Source passage.
────────
Is the Tangerine Offer of Cash for Transferring Your RRSPs to Them a Good Deal? Where Should I Consider Keeping my RRSP Investments?

Recently, Tangerine sent me a big package in the mail offering me a cash incentive if I transferred my RRSP savings to them. My first reaction was “Why could they afford to send me this ad, but not afford to send me a letter advising me of their new $45 fee to transfer a RRSP or TFSA out from Tangerine to another bank?” After feeling miffed for a while, I read through the package to see whether their RRSP transfer offer was a good deal or not: here’s what I decided.

Most Places Charge You a Fee to Transfer Out Your RRSP

The first thing you should be wary of if you are considering transferring some or all of your RRSP to Tangerine is that most banks, credit unions and brokerages charge you a fee if you transfer out your RRSP assets. (When this was written, People’s Trust did not charge a fee: so there are some good guys out there.)

PC Financial, for example, charges $50 to transfer out some or all of your RRSP savings. (See: http://www.banking.pcfinancial.ca/mkt/bankaccounts/nofeebankaccount-en.html and click on Charges Apply to get the list of various fees.)

CIBC charges $100.

You’d want to check what your bank, brokerage or other institution will charge you to move your RRSP money *before* you make a decision. It may cost you more than you get as the “bonus” to move your RRSP!

How Much Is Tangerine Offering as a Cash Bonus for a RRSP Transfer?

Tangerine is offering $100 for a RRSP transfer BUT it requires a transfer of at least $10 000.

The transfer must be started before March 31 2015 by submitting a completed form to Tangerine. Tangerine will then complete the form and send it to the place your RRSP is at right now. That company must send Tangerine the cash within 60 days or you won’t get your bonus.

You can see that $100 is just enough to cover the transfer out fee from some places like CIBC so it isn’t a really sweet offer.

You could try phoning Tangerine and ask if they will pay the transfer out fee in addition to the $100 bonus. I’d be a bit surprised if they will but it never hurts to ask. (If it works, please leave a comment to let us know!)
────────
Supplied information.

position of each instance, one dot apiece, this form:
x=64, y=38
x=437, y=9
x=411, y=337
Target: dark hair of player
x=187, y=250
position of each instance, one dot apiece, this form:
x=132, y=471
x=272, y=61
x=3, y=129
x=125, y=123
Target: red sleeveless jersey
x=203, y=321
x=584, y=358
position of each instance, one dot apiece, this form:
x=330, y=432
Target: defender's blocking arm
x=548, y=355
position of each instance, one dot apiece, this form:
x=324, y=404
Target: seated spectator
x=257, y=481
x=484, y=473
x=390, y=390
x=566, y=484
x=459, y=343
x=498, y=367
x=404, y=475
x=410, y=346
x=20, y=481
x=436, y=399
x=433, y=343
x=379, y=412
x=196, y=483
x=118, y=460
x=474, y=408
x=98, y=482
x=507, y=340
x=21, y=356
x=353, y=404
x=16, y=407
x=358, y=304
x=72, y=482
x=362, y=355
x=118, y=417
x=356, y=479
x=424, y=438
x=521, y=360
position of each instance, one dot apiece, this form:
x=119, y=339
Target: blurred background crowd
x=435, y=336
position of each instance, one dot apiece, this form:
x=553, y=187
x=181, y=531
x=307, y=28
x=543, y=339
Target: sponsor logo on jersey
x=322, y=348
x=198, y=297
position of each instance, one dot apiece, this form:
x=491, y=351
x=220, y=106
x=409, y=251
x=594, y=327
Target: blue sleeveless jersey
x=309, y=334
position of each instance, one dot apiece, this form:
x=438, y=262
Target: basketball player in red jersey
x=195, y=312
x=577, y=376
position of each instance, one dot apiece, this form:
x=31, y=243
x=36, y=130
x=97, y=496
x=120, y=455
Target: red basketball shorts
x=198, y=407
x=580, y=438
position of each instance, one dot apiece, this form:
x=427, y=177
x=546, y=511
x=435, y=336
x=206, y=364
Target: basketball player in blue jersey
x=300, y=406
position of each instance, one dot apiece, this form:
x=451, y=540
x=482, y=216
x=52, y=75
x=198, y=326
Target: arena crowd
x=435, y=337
────────
Short task 1. Name each financial institution in the Tangerine RRSP article and the fee it charges to transfer an RRSP out, as the article states it.
Short task 2. Output everything in the Tangerine RRSP article from "How Much Is" down to "really sweet offer.", unchanged.

Exercise answer 1.
- Tangerine: $45 (also applies to a TFSA)
- People's Trust: no fee (when the article was written)
- PC Financial: $50
- CIBC: $100

Exercise answer 2.
How Much Is Tangerine Offering as a Cash Bonus for a RRSP Transfer?

Tangerine is offering $100 for a RRSP transfer BUT it requires a transfer of at least $10 000.

The transfer must be started before March 31 2015 by submitting a completed form to Tangerine. Tangerine will then complete the form and send it to the place your RRSP is at right now. That company must send Tangerine the cash within 60 days or you won’t get your bonus.

You can see that $100 is just enough to cover the transfer out fee from some places like CIBC so it isn’t a really sweet offer.